Texte fourni
Finalement, Air Inuit nous réserve des places sur l’avion du lendemain, celui
qui monte vers le Nord, pour nous faire prendre le Jet qui redescend vers
Montréal en fin de journée… Ha! OK! Je commence à flirter avec l’idée de passer
une soirée tranquille à la maison. Je reprends le téléphone pour annuler mon
annulation d’annulation! Sandra, Martin… vous êtes libre ce soir, nous serons
là demain! Tellement convaincu, je mets même de l’eau à bouillir et commence à
réfléchir à ce que je pourrais bien manger pour souper ou plutôt chez qui je
pourrais me faire inviter… Chaudron rempli, juste comme je m’apprête à prendre
le téléphone pour finalement m’inviter chez Bobby et Angela, l’appareil se met
à sonner de nouveau! Je réponds de nouveau et devinez quoi??? Eh bien oui,
c’est encore Nellie et cette fois, je sens l’énervement dans sa voix!! L’avion
est allé à Sanikiluak (les îles justes en face) et il est en route pour venir
nous chercher. Le temps s’est effectivement dégagé un peu. Cata!!! Maintenant il
faut récupérer tout ce beau monde dans le village!!! J’amorce la fermeture de
mon ordi, j’éteins le rond de poêle, je rappelle Martin et Sandra pour annuler
l’annulation de l’annulation de l’annulation… heu… en tout cas… je les rappelle
pour leur dire que si je ne les rappelle pas c’est que nous sommes dans
l’avion!
Chronique 2 - Montréal
Un jour et demi avec 11 élèves d’Umiujaq au centre-ville de Montréal c’est quelque chose. J’aurais cru les retrouver un peu craintifs, restant à proximité… je m’étais trompée! La seule chose que j’ai remarquée comme « crainte » fut celle de traverser la rue! Trop drôle de les voir hésiter comme de petits enfants, ne sachant trop comment juger la distance les séparant des voitures! Sinon, métro et autobus, marche dans les rues (sur les trottoirs bien sûr)… ils ont tous été d’une indépendance incroyable, presque tous devrais-je dire, si ce n’est que Isaac qui s’assurait toujours d’un contact visuel lorsque nous n’étions pas à proximité! La raison officielle de notre arrêt à Montréal : visiter des écoles de métiers. La raison officieuse : aller magasiner. Je vous laisse deviner laquelle des deux activités j’ai préférée, je vous laisse deviner laquelle des deux activités les élèves ont préférée… Merci Sophie de nous avoir accompagnés à l’école des métiers de la construction. J’ai grandement apprécié la visite, j’ai grandement apprécié d’observer les élèves pendant la visite. Le meilleur commentaire que j’ai eu est venu de la part de Bi qui après peut-être une vingtaine de minutes dans l’établissement m’a demandé tout bas… « Elle est où l’école ?» Quand il a compris que cette grande salle avec des chauffe-eau, des outils et surtout pas de bureaux était une classe, une petite lueur est apparue au fond de son regard!

Bloc de données
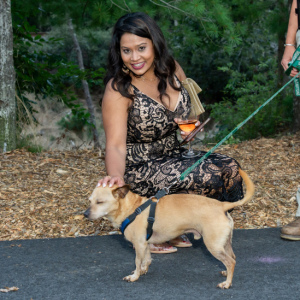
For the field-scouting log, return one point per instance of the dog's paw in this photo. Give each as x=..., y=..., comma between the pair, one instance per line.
x=144, y=271
x=131, y=278
x=224, y=285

Travail demandé
D'après le texte fourni, combien d'élèves d'Umiujaq ont passé un jour et demi au centre-ville de Montréal ? Répondez en quelques mots, s'il vous plaît.

Réponse au problème
Onze élèves.